### Task prompt
Reproduce the entries verbatim; no pictures.

Data extracted from a collection

____

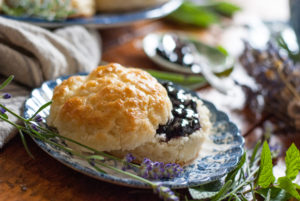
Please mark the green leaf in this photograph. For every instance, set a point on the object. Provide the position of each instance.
(25, 144)
(232, 174)
(254, 153)
(6, 82)
(4, 115)
(205, 191)
(223, 191)
(191, 14)
(292, 160)
(266, 176)
(99, 169)
(178, 77)
(40, 109)
(287, 184)
(276, 194)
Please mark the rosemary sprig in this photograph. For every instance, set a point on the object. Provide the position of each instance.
(32, 128)
(43, 9)
(252, 177)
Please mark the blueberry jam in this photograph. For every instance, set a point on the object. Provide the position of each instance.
(185, 116)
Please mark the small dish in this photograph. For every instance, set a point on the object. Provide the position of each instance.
(220, 153)
(108, 20)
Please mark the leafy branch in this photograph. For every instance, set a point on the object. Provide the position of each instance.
(254, 177)
(43, 9)
(147, 170)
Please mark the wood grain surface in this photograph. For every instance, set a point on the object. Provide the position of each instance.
(44, 179)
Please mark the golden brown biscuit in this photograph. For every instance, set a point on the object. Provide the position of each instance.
(113, 108)
(181, 150)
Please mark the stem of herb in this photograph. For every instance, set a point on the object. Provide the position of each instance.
(14, 114)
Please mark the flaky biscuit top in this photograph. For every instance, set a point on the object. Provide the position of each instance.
(113, 108)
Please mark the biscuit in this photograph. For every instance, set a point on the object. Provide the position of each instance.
(181, 150)
(113, 108)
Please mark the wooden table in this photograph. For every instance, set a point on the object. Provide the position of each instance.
(45, 179)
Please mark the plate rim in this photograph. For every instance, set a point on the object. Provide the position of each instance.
(125, 181)
(107, 20)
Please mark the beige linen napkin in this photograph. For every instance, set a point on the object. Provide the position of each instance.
(33, 55)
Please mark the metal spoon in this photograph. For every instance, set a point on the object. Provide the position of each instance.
(200, 62)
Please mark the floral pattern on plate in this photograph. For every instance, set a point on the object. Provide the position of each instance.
(221, 152)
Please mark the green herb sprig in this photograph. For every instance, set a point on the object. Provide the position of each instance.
(252, 177)
(44, 9)
(96, 158)
(203, 15)
(249, 181)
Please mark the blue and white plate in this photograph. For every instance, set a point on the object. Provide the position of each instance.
(219, 155)
(108, 19)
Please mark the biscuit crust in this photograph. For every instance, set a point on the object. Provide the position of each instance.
(113, 108)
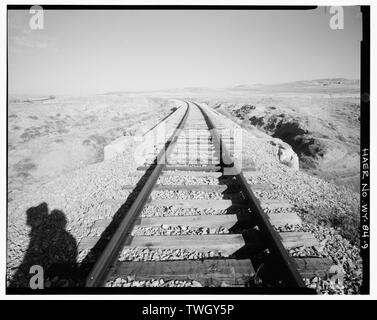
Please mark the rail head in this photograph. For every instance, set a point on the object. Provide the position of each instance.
(293, 277)
(97, 276)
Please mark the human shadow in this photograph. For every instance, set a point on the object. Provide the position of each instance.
(51, 246)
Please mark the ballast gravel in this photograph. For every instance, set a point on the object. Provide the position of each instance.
(146, 254)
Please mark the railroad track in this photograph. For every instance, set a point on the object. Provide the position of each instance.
(196, 221)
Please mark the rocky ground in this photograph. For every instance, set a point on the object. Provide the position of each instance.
(52, 219)
(50, 137)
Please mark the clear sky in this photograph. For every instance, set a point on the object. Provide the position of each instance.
(84, 52)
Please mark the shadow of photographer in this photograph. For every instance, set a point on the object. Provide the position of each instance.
(51, 247)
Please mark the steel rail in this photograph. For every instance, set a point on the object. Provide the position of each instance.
(97, 276)
(276, 247)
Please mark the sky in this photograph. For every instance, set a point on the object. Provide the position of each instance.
(98, 51)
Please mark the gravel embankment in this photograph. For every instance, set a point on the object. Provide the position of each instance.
(76, 201)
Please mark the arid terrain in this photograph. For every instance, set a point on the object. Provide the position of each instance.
(50, 137)
(55, 156)
(319, 119)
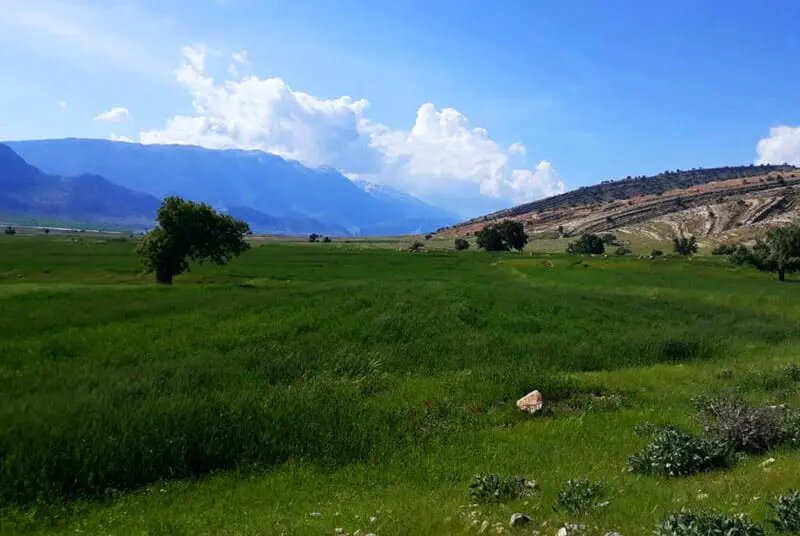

____

### Output of the task
Please mark the green leaf in this photograph. For every instance, set a point on the object. Provide the position of each instance.
(25, 144)
(232, 174)
(254, 153)
(6, 82)
(4, 115)
(205, 191)
(223, 191)
(191, 14)
(292, 160)
(266, 176)
(99, 169)
(178, 77)
(40, 109)
(287, 184)
(276, 194)
Please mark the rosemary sprig in this photograph. For every instance, set a point on the object. Provide the position of each instance.
(32, 128)
(43, 9)
(252, 177)
Please mark the blueberry jam in this photograph. For every instance, set a point on the object. Provide the position of each instance.
(185, 116)
Please mark the small dish in this photograph. For every instance, set a point on the object. Provide the position of each instance.
(220, 153)
(108, 20)
Please mark the leafy branch in this photograph. For every instance, set a point on the object. Provide the position of each instance.
(254, 177)
(43, 9)
(147, 170)
Please mark the wood grain surface in this photograph. For every instance, set a point on the object. Provide the position of each instance.
(44, 179)
Please mark the golden brown biscuit in this photograph. For every instance, set a point on the object. Provide the position of each instance.
(113, 108)
(181, 150)
Please mark the stem of herb in this photograph. For every instance, set a point on the object. Provide the position of each instance.
(14, 114)
Please mark the flaky biscuit top in this photograph. For every instance, set a point on the object. Provide the position of each instance.
(113, 108)
Please mark the biscuit in this photograph. For every instance, set a point on the object. Provide the position of each instance.
(181, 150)
(113, 108)
Please mark the wooden table in this photograph. For every instance, set a point on the object. Provide the position of each instance.
(45, 179)
Please mark the plate rim in this photograph. For every instance, set a point on the object. Provide the position of each instance.
(125, 181)
(107, 20)
Please mark the beige linen napkin in this photograph. For every instance, set a point on the object. Provide the position of each instance.
(33, 55)
Please mark the metal spoon in this photograph. For every instance, set a point on the object. Provide the position of each instance.
(200, 62)
Please mark the floral pattern on plate in this photograph. For every instance, set a point on the object. Provide the position of each instance.
(221, 152)
Please mark the green herb sprig in this photograph. For every instance, set a point on the object. Provide the position of each instance.
(252, 177)
(44, 9)
(96, 158)
(203, 15)
(249, 181)
Please mark the blue and white plate in this photograph. For every instance, set a point on the object. Provide the position of each instance.
(219, 155)
(108, 19)
Please mark the biscuit crust in this photograph. For every instance, set a point on the object. Provide the position of each instance.
(113, 108)
Please mark the rail head in this photograph. For every instance, set a point on the object. Provide the position of each instance.
(293, 277)
(97, 276)
Please mark the human shadow in this photograph. For every instance, set a point on the object. Provide the position of each instance.
(51, 246)
Please mark the ballast gravel in this photograph. For every instance, set a point on the object. Provide the position of each instance.
(146, 254)
Please mark the railroad track in this photograph. For every instance, set a point on the object. Provide the position of each instance.
(196, 221)
Please mark the rocky ground in this photograph. For every instance, set a point on the object. Provide the position of each instance.
(52, 219)
(50, 137)
Please mark the clear sky in this photograph. For every instance, set a point on the object. Provide the position of each instance.
(84, 52)
Please mark the shadow of photographer in this photograph. For every instance, set a point on the object. Provide the position of each instance.
(51, 247)
Please mark the steel rail in this photograph. For every instance, set a point on the object. Provide the position of each instance.
(97, 276)
(276, 247)
Please mark the sky in this photograph. For every instance, set a point on the object. Provide the position of each instance.
(98, 51)
Please mark the gravel embankment in this photograph. For every instance, set a point on the object. Provide the position of each instance.
(76, 201)
Please mark the arid terrain in this photograph. For every instance, set a point on the object. Provide the position of each instance.
(50, 137)
(55, 156)
(319, 119)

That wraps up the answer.